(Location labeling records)
- - - - - - -

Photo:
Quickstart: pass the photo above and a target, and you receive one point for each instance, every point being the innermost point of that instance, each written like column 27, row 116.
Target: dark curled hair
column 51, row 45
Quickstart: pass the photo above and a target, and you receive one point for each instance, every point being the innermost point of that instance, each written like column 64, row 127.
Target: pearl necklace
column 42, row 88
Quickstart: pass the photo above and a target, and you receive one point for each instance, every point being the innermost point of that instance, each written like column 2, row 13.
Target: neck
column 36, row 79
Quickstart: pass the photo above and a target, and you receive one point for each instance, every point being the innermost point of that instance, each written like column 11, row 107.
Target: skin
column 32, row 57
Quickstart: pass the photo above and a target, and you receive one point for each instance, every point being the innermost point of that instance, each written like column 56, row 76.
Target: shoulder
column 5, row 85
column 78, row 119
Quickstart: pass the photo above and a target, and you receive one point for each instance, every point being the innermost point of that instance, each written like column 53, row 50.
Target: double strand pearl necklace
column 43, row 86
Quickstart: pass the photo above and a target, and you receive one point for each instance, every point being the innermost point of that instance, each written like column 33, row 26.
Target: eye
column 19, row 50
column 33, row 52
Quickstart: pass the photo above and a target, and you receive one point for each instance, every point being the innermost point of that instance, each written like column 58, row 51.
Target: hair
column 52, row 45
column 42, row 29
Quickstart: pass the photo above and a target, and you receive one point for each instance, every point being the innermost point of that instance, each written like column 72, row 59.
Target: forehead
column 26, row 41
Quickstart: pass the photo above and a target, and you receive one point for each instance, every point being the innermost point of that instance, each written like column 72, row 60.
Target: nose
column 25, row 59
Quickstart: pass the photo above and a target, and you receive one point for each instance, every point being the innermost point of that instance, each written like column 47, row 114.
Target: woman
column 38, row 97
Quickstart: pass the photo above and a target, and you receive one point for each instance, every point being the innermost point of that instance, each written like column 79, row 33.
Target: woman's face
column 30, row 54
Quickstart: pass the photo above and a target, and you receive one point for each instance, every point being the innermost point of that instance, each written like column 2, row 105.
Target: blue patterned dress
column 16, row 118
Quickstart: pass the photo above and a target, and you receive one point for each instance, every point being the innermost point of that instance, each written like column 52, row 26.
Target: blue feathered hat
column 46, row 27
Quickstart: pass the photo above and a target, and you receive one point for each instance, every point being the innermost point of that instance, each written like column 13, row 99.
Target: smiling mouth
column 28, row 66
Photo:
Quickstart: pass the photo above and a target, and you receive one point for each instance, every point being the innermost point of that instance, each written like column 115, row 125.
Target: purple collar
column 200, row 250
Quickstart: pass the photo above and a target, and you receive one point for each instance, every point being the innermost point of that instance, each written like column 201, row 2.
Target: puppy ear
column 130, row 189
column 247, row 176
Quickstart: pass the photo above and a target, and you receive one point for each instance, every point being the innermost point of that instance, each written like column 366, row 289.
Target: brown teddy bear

- - - - - - -

== Written instruction ==
Turn the records above into a Markdown table with the columns "Line No." and "Text", starting at the first line of the records and ending after the line that contains "column 32, row 57". Number each line in order and leave out any blank lines.

== The answer ==
| Line No. | Text |
|---|---|
| 1 | Photo: |
| 2 | Quickstart: pass the photo above and a target, and you receive one point for each instance, every point being the innermost point of that instance, each written like column 27, row 116. |
| 3 | Target: dark curled hair |
| 4 | column 51, row 45 |
| 5 | Quickstart: pass the photo above and a target, and you receive one point for each instance, every point being the innermost point of that instance, each written like column 64, row 127. |
| 6 | Target: pearl necklace |
| 7 | column 42, row 88 |
| 8 | Quickstart: pass the photo above and a target, and you receive one point for each instance, every point being the innermost point of that instance, each written like column 2, row 13. |
| 9 | Target: neck |
| 10 | column 36, row 79 |
| 11 | Quickstart: pass the photo above and a target, and you receive one point for each instance, every point being the innermost point of that instance, each written like column 11, row 107. |
| 12 | Target: skin |
| 13 | column 32, row 57 |